## WHAT YOU HAVE TO DO
Locate the line that contains "Target: black white green red flag". Print it and each following line through the end of the listing, verbatim, and nothing more.

## DATA SUPPLIED
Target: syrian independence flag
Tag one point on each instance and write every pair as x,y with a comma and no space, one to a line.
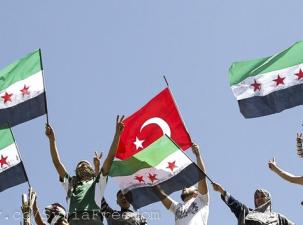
22,91
162,163
11,168
159,116
269,85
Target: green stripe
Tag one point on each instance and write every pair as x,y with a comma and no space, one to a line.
6,138
149,157
292,56
20,70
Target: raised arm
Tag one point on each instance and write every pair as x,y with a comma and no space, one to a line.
272,164
235,206
165,199
54,151
202,185
37,215
113,148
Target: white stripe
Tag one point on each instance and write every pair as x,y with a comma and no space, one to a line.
244,89
12,157
35,84
127,183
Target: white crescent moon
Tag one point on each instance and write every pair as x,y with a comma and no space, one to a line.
160,122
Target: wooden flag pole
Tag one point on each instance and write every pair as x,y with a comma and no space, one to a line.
29,185
165,81
191,160
41,64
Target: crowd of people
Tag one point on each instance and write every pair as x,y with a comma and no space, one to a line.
88,206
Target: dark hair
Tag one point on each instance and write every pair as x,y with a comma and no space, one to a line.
119,192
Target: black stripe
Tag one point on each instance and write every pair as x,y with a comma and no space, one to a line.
24,111
272,103
12,177
143,196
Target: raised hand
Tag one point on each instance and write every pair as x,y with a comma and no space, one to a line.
272,164
217,187
299,137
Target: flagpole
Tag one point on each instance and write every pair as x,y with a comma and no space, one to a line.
41,64
165,81
29,185
191,160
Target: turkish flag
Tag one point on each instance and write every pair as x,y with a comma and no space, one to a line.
158,117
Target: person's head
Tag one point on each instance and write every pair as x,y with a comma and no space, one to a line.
56,214
261,197
122,201
84,170
188,193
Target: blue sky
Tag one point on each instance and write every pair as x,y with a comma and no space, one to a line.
103,58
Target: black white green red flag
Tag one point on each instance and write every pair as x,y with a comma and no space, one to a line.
163,164
11,168
22,95
269,85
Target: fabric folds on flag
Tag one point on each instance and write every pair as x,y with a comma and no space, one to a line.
11,168
269,85
159,116
22,91
163,164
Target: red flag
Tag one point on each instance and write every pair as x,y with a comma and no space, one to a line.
159,116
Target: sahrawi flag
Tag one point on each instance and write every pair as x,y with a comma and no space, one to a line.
269,85
22,91
11,168
159,116
162,163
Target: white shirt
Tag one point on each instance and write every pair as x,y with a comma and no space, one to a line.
193,212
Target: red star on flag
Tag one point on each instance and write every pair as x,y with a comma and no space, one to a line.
299,74
152,177
3,160
139,179
25,90
171,165
6,97
279,80
256,85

## RESULT FOR THIS EXERCISE
Target: black white green red flag
Tag one point on each instance and write every pair as x,y with a comma and no space, one to a line.
163,164
11,168
22,95
269,85
Target: fabric folds on flag
Tag one point on each instance and write every pair as x,y with a comma and no space, one to a line.
11,168
269,85
159,116
22,91
163,164
Target: red flag
Tag one point on each instance and write every pair as x,y with a comma and no space, one to a line.
159,116
Target: sahrawi flag
Tag one point on each instance and write every pair as x,y with a comma and no space, one to a line.
269,85
22,91
11,168
159,116
162,163
Target: white shirt
Tag one point on each instance and write every pair as x,y with a comma and no space, one to a line.
193,212
Target: red star on flag
Tag one point on each instance and write every pair as x,y with a comma and no space, one to a line.
299,74
152,177
3,160
139,179
25,90
171,165
6,97
279,80
256,85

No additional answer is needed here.